**DIRECTIONS**
The records that follow are to be transcribed in full, without their images.

**DATA TO USE**
····················

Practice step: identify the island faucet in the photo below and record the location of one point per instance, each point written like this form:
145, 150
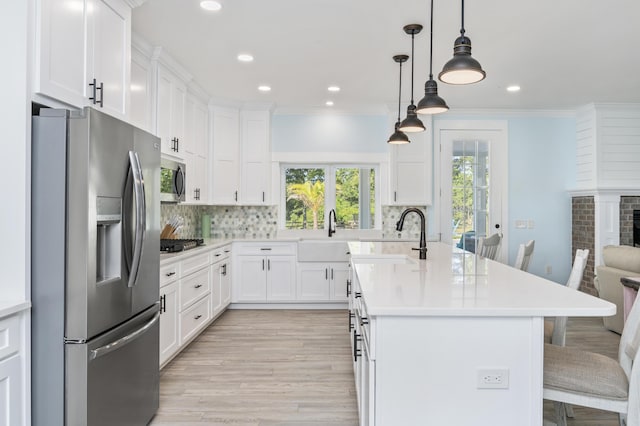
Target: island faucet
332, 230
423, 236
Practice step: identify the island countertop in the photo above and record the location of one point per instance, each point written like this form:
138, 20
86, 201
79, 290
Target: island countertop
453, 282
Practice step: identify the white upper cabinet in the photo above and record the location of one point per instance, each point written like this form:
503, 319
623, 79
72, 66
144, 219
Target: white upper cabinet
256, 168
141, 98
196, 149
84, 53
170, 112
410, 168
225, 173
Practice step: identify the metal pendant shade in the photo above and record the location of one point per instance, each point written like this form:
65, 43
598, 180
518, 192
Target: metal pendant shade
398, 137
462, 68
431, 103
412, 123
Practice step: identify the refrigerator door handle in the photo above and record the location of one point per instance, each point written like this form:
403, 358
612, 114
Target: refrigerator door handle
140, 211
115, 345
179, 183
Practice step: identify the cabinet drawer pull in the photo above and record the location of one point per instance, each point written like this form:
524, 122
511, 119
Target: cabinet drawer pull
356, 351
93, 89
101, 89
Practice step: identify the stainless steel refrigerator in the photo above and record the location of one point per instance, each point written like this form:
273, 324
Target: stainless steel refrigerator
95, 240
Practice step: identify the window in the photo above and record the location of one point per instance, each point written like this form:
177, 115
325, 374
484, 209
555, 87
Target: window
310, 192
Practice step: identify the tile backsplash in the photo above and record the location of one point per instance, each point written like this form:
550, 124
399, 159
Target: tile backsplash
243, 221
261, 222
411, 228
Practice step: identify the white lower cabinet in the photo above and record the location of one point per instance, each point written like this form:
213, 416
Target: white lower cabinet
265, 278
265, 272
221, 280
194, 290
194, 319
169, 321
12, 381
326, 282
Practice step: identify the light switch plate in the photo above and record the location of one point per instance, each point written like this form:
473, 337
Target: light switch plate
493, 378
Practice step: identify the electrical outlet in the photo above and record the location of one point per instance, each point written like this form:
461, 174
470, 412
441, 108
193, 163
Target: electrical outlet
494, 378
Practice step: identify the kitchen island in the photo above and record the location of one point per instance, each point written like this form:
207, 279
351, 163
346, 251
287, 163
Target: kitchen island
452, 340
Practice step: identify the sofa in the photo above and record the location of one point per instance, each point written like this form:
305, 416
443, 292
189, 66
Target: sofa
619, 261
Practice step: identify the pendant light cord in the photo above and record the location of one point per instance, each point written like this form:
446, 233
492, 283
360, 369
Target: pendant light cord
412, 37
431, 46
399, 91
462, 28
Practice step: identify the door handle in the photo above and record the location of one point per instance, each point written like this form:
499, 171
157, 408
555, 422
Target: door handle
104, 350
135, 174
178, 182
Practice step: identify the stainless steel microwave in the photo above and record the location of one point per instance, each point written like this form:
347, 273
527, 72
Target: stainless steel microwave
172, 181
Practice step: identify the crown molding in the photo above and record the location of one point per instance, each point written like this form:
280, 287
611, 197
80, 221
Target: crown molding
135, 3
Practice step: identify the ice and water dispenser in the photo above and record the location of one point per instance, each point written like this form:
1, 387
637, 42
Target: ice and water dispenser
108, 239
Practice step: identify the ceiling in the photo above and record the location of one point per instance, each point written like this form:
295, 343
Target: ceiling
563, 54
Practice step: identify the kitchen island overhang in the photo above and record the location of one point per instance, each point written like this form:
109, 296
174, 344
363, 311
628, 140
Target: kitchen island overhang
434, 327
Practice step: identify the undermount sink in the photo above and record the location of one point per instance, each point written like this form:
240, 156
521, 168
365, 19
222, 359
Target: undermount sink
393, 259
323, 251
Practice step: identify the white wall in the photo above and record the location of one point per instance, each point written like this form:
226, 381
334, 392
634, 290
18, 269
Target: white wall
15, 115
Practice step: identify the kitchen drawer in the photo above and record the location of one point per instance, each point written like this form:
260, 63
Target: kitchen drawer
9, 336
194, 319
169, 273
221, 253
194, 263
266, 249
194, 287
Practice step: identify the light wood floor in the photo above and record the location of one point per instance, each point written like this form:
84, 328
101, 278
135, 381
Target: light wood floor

····················

**FINISHED TASK**
Practice step: identify the island faucet in the photo below and record the location of one point per instance, each point written like this form:
145, 150
Target: island faucet
332, 230
423, 236
Practice step: identify the island countertop in the photo above and record the location of one point per instance, each point written like this form:
138, 20
86, 201
79, 290
Target: island countertop
453, 282
Practice step: identify the white upper cabinet in the photo above and record the location of one point per instance, each point written like this form:
503, 319
623, 79
72, 66
144, 219
Target: white upper cabinet
256, 168
141, 98
196, 149
84, 53
170, 112
410, 168
225, 173
Practice step: identify the metal pendant shade in the photo above and record the location of one point per instance, each point written like this form:
65, 43
598, 180
518, 192
Target: metal pendant shade
398, 137
462, 68
431, 103
412, 123
Practice step: identify the refrigerator door handle in the photo above and record the location of one point per instance, each point written like this form:
403, 358
612, 114
Target: refrigerator door handle
140, 211
115, 345
179, 183
Practice step: identify the cabinet drawer pull in the photo above and record the location of one point per instance, each point written like this form:
524, 122
511, 119
Target: cabinet drawer pull
356, 351
93, 89
101, 89
Practice step: identify the stainless steel refrigerator in the photo above and record the location of one point per instance, each point written like this form:
273, 324
Target: stainless steel refrigerator
95, 240
Practice step: identify the window in the photo above and record the location of one point per instance, each point written like this form:
177, 115
325, 374
484, 209
555, 87
Target: window
310, 192
Practice step: identify the tile backsplash in the photo above and record the location of one point per instance, each point written like this form:
550, 124
399, 159
Target: tile backsplash
243, 221
261, 222
411, 228
Practice step: identify the white lower cabinet in the photo above and record the location of one point per instance, each point written like this form:
213, 416
Target: white lower cabinet
265, 278
265, 272
221, 280
194, 290
194, 319
169, 321
12, 381
326, 282
Practice step: identify the light switch plate in the photo above and record the location of one point per instance, each point written like this form:
473, 337
Target: light switch plate
493, 378
Practice step: identify the electrical outlet in the photo above and record the location of one point per instance, each point written like this form:
461, 174
470, 412
441, 108
193, 163
Target: electrical outlet
494, 378
Practice step: identify the kitchen island in the photo above and record the location of one point per instance, each point written like this form:
207, 279
351, 163
346, 251
287, 163
Target: kitchen island
452, 340
Practice step: identify the sofa in the photo above and record the location of one point per instance, each point written like this form:
305, 416
443, 292
189, 66
Target: sofa
619, 261
Practice step: identify the pendant light cord in the photo above and record the location of one point per instance, each point written like this form:
446, 233
492, 283
360, 369
Target: pendant light cord
412, 37
431, 46
399, 91
462, 28
Practice step: identify the door handle in the photo above and record the location of one point per instance, each point written like this form:
499, 171
157, 408
555, 422
Target: door handle
104, 350
135, 174
178, 182
Practice step: identify the stainless steel microwave in the photo above and record the location of one point per instance, each point written like this form:
347, 273
527, 72
Target: stainless steel microwave
172, 181
Practice step: identify the crown molding in the photo above and record the location of one point per instance, each point written like this form:
280, 287
611, 197
80, 221
Target: crown molding
135, 3
Practice step: identify the ice and water dispenser in the photo above and record the location of one point per instance, each point written like this form:
1, 387
637, 42
Target: ice and water dispenser
108, 239
Practice step: identify the ceiling in the photo above and record the location of one point per instance, each point written like this form:
295, 343
Target: ceiling
563, 54
Practice step: identify the kitchen island overhang in the photo above and record the location of one point per instance, each point written like this form:
109, 296
174, 344
363, 311
628, 140
Target: kitchen island overhang
434, 327
Practice step: identify the undermount sink in the photo above and record the location of one point per instance, each point written like this form:
240, 156
521, 168
365, 19
222, 359
Target: undermount sink
393, 259
323, 251
Practice step: identify the white wall in the photo above and record the location of one point per instance, each point written like this form:
226, 381
334, 392
634, 290
18, 269
Target: white wall
15, 115
Practice step: identify the kitchen drawer in the photo above and record the location of one point per instance, each point written like this form:
260, 63
Target: kitchen drawer
9, 336
194, 319
169, 273
221, 253
194, 263
266, 249
194, 287
Practice step: identify the light wood floor in the photo above and record the location of one point per instance, each point written like this form:
84, 328
101, 278
135, 381
Target: light wood floor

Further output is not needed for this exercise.